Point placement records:
[START]
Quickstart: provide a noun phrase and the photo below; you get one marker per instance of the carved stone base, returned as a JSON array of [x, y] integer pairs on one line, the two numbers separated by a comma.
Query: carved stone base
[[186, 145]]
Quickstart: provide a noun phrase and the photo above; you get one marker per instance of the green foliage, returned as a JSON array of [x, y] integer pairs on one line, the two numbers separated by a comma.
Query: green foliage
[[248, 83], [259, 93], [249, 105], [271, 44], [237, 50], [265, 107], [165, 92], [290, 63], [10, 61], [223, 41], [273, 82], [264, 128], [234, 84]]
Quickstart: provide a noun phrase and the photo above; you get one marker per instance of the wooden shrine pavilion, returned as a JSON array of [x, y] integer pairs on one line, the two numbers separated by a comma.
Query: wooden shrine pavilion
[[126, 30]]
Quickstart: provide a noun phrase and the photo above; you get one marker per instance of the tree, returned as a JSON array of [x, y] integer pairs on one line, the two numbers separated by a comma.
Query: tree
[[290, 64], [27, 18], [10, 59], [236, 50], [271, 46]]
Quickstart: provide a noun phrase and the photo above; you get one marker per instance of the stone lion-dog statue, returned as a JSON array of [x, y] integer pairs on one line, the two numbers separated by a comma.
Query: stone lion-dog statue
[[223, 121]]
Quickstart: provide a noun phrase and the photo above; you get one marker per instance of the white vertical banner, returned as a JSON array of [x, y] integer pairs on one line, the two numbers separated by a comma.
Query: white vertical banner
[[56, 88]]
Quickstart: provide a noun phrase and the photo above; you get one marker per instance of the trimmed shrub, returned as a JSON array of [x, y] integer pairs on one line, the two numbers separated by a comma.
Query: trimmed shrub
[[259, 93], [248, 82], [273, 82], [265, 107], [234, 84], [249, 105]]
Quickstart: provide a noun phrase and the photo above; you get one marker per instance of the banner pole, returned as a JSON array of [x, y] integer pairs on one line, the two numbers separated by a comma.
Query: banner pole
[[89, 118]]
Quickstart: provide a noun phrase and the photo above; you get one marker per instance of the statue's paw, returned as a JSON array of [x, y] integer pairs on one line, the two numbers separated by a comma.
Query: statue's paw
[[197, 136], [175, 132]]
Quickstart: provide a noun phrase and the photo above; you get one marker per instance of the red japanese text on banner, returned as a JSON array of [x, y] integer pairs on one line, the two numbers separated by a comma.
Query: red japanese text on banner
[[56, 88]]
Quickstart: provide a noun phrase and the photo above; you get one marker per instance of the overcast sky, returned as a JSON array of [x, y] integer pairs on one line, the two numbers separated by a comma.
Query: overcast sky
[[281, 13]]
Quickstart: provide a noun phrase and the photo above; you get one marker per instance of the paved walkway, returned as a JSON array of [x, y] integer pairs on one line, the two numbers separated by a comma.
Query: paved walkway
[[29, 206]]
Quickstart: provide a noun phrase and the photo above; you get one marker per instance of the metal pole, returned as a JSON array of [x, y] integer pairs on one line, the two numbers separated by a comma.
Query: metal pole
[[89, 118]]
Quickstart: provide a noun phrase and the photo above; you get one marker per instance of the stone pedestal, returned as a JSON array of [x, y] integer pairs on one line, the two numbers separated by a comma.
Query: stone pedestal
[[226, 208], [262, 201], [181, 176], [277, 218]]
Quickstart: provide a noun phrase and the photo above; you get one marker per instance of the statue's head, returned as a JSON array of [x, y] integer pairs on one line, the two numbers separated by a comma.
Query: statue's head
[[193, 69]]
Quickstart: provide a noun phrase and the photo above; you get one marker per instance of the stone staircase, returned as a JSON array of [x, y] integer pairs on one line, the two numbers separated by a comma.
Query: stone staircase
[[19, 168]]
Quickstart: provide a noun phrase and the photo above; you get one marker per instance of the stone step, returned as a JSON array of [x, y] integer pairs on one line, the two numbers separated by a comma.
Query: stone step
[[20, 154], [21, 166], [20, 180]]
[END]
Your task:
Every entry above should be retyped exactly as shown.

Complete response:
Quickstart: provide a noun phrase and the photo below; you get one marker per instance of the carved stone base, returned as a JSON array of [x, y] integer pairs on one line, the two numbers separated by a comma.
Query: carved stone base
[[186, 145]]
Quickstart: provide a noun phrase and the photo above; you get one marker per instance of the green foliage, returned as a JSON array of [x, y] integer pairs on one line, the two numbers separated by a comma.
Query: green foliage
[[248, 83], [259, 93], [249, 105], [271, 44], [237, 50], [265, 107], [165, 92], [290, 63], [10, 61], [223, 41], [273, 82], [264, 128], [234, 84]]
Quickstart: provide a noun phrase and the photo above; you get one marker per instance of the wooden shrine pavilion, returned as a JSON array of [x, y] integer pairs on one line, the two numbers separated by a comma.
Query: wooden shrine pavilion
[[126, 30]]
Quickstart: provide a noun phrase and the photo above; you get one marker per instance of the tree, returned as a JSON array of [x, y] integer pairs on one line, the two numbers separated by a comma.
Query: tree
[[290, 64], [27, 18], [10, 59], [236, 50], [271, 46]]
Quickstart: provide a noun phrase and the photo above; you get one marker per instance of the stone lion-dog statue, returned as a JSON array of [x, y] integer pairs on one line, the two numbers separated by a comma.
Query: stone lion-dog statue
[[223, 121]]
Quickstart: provide a noun phrase and the photo above; you get one marker per instance of the white vertical banner, returned as a JSON array of [x, y] integer pairs on one line, the two numbers separated by a comma.
Query: white vertical banner
[[56, 88]]
Quickstart: provide a noun phrase and the photo above; you get one marker per instance of the trimmed shrub, returned as a JSON array of [x, y] integer pairs on one line, the two numbers separated by a comma.
Query: trimmed shrub
[[259, 93], [248, 82], [273, 82], [265, 107], [234, 84], [249, 105]]
Quickstart: provide a noun phrase and the photo above; you get one marker per instance of the banner pole, returned as a JSON array of [x, y] integer pairs on one line, the two numbers separated by a comma.
Query: banner pole
[[89, 118]]
Quickstart: provide a noun phrase and the photo above; you get one marker per instance of the statue's paw, returned as a JSON array of [x, y] integer pairs on one line, the two numbers separated by a comma.
Query: statue's paw
[[197, 136], [175, 132]]
Quickstart: provide a noun phrase and the photo above; you get one marker per instance of the red japanese text on banner, returned as a JSON array of [x, y] integer pairs on one line, the two numbers separated by a comma.
Query: red japanese text on banner
[[56, 88]]
Quickstart: provide a noun phrase and the photo above; you get one marker per instance of the overcast sky, returned as a JSON array of [x, y] integer pairs on one line, the two numbers separated by a comma.
Query: overcast sky
[[281, 13]]
Quickstart: provide a noun phrase and the photo above; you get one marker per instance of the paved walkway, returned as a JSON array of [x, y] integer pairs on one line, the two numbers separated by a comma.
Query: paved walkway
[[29, 206]]
Quickstart: provide a noun phrase and the photo above; you get one marker per instance of the metal pole, returned as a JSON array of [x, y] integer pairs on one line, the two numbers separated by a comma.
Query: metal pole
[[89, 118]]
Quickstart: provide a noun phrase and the photo above; you get one marker per instance of the stone pedestal, returned as a JSON array of [x, y] integer pairs on one line, the two numbers separated by a comma.
Query: stone pedestal
[[226, 208], [262, 201], [181, 176], [277, 218]]
Quickstart: provide a noun phrase and the photo above; you get one marker per instance of the statue's head, returned as a JSON array of [x, y] integer pairs on one line, the two numbers separated by a comma.
Query: statue's head
[[193, 69]]
Quickstart: provide a noun phrase and the photo above; you get one marker per instance of the stone staircase, returned as a JSON array of [x, y] integer pairs on one line, the two numbers separated by a comma.
Query: stone staircase
[[19, 168]]
Quickstart: provide a noun phrase and the photo above; you get one marker per instance of the stone step, returned as a JSON array of [x, y] integer pairs on one line, the two numbers separated by a comma.
Query: stone step
[[20, 154], [21, 166], [20, 180]]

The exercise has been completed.